# [ACTIVITY LIST]
1: Which usage patterns does the VSCode 1.118 article list as ones that may cost more or less under consumption billing?
2: Repeat the passage of the VSCode 1.118 article from "This makes it" up to and including "ambiguous access boundaries.".

# [TEXT UNDER STUDY]
**********

Improved Agent Context Management
When custom agent skills call multiple tools or load large reference documents, the chat context can balloon quickly. This caused a well-known degradation: the AI's responses becoming less coherent mid-session as the context fills with redundant tool results.
VSCode 1.118 compresses already-processed tool results before storing them in context. If you've experienced "the AI went weird in the middle of a long session," context pollution was likely part of the cause. This update reduces that.
Cleaner Extension API Permissions
The extension API got updated alongside the Copilot pricing changes, clarifying the permission model for third-party extensions that access Copilot's context.
This makes it easier for tools like database connectors and API testing extensions to integrate properly with Copilot's agent features — rather than working around ambiguous access boundaries.
What the Pay-As-You-Go Shift Means in Practice
Some usage patterns will cost more, some less, once consumption billing is active.
Patterns that may cost more:
- Keeping Copilot open all day with constant real-time completions
- Sending large code blocks for re-generation repeatedly
Patterns that may cost less:
- Asking questions in ways that hit the prompt cache
- Batching related work into fewer, longer conversations rather than many short ones
The shift from flat monthly pricing to consumption billing is a useful forcing function for thinking about efficiency. Being intentional about when to call the AI and how to structure conversations can make a real difference.
Looking back
VSCode 1.118 isn't about headline features. It's about the AI coding infrastructure maturing — prompt caching, context management, and pricing model adaptation all in one release. For developers who rely on Copilot daily, these are improvements you'll feel without necessarily noticing them explicitly.
Before June's pay-as-you-go transition, it's worth reviewing your own usage patterns once. Small adjustments in how you interact with Copilot can meaningfully change what you end up paying.

**********

# [DATA SECTION]
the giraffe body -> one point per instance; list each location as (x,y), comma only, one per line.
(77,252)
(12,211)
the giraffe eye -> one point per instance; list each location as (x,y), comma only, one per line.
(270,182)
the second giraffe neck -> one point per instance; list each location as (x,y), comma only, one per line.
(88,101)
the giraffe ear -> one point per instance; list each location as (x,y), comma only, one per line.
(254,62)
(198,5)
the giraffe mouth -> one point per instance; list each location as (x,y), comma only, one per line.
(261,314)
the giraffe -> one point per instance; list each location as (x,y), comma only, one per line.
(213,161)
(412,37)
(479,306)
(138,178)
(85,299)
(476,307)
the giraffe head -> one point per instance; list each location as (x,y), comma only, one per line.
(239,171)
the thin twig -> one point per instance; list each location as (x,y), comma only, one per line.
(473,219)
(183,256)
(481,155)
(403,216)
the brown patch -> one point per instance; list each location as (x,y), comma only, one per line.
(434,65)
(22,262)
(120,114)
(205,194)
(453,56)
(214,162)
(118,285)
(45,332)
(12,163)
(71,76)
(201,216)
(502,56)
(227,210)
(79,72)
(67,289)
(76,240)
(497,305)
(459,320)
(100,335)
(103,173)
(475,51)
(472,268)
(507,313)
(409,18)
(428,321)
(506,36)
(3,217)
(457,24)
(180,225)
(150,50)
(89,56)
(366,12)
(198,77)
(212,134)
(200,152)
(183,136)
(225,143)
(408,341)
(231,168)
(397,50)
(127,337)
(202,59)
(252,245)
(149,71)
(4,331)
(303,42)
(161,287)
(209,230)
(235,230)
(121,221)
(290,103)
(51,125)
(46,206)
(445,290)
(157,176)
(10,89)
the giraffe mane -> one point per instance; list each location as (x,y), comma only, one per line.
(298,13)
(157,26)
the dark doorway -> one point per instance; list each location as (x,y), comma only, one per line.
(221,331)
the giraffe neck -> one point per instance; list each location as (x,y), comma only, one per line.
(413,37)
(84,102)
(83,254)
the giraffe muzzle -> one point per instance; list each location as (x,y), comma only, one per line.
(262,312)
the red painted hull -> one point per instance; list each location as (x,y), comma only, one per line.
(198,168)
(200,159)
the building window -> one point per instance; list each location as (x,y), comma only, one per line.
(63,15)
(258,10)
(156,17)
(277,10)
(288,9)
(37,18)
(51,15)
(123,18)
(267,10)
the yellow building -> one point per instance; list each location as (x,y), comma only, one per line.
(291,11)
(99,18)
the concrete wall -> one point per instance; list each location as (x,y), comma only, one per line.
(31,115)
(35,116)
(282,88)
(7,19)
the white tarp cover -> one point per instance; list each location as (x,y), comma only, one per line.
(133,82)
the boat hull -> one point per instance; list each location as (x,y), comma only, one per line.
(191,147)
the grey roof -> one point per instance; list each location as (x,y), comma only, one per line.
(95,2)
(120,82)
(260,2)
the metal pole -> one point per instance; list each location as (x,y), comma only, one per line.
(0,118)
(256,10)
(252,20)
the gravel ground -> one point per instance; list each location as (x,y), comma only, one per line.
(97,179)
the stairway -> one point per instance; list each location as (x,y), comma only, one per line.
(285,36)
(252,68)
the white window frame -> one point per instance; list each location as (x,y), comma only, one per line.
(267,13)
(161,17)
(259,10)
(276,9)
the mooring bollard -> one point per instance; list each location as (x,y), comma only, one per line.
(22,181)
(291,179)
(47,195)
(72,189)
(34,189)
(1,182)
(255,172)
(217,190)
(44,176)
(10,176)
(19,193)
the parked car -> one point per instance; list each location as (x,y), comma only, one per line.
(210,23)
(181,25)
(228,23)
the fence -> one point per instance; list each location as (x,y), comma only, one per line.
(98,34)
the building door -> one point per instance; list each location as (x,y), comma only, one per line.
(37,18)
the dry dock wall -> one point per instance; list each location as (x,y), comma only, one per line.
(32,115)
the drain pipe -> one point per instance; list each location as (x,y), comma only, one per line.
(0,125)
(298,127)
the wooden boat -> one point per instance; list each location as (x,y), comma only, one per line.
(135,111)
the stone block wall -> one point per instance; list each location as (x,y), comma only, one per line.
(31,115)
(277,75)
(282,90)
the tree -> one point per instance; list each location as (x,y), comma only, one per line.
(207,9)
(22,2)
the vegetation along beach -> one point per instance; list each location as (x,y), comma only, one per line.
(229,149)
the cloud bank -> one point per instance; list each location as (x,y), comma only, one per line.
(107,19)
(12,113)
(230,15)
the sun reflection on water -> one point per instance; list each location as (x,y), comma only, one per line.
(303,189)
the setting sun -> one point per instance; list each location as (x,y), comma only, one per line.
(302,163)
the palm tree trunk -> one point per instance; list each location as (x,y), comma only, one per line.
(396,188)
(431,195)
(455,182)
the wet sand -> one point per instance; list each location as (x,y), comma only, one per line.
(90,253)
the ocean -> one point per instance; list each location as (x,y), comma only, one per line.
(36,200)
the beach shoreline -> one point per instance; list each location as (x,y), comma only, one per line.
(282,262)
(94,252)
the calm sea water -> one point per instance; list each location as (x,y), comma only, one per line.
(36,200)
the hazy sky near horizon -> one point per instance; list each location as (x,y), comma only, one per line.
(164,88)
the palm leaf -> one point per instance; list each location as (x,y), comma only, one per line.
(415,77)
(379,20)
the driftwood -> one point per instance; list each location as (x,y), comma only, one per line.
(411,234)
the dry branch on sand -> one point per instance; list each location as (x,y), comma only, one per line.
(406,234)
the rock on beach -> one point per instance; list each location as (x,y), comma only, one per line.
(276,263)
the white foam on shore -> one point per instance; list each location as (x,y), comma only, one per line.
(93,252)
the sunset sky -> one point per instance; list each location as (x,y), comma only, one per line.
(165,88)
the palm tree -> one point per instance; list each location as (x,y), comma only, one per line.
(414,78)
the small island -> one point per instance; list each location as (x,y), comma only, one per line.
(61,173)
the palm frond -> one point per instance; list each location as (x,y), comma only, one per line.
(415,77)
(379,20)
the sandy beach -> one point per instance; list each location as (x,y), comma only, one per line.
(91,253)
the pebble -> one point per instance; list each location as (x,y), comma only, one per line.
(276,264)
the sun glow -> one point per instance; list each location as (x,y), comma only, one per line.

**********

# [RESPONSE LIST]
1:
May cost more:
- Keeping Copilot open all day with constant real-time completions
- Sending large code blocks for re-generation repeatedly

May cost less:
- Asking questions in ways that hit the prompt cache
- Batching related work into fewer, longer conversations rather than many short ones

2:
This makes it easier for tools like database connectors and API testing extensions to integrate properly with Copilot's agent features — rather than working around ambiguous access boundaries.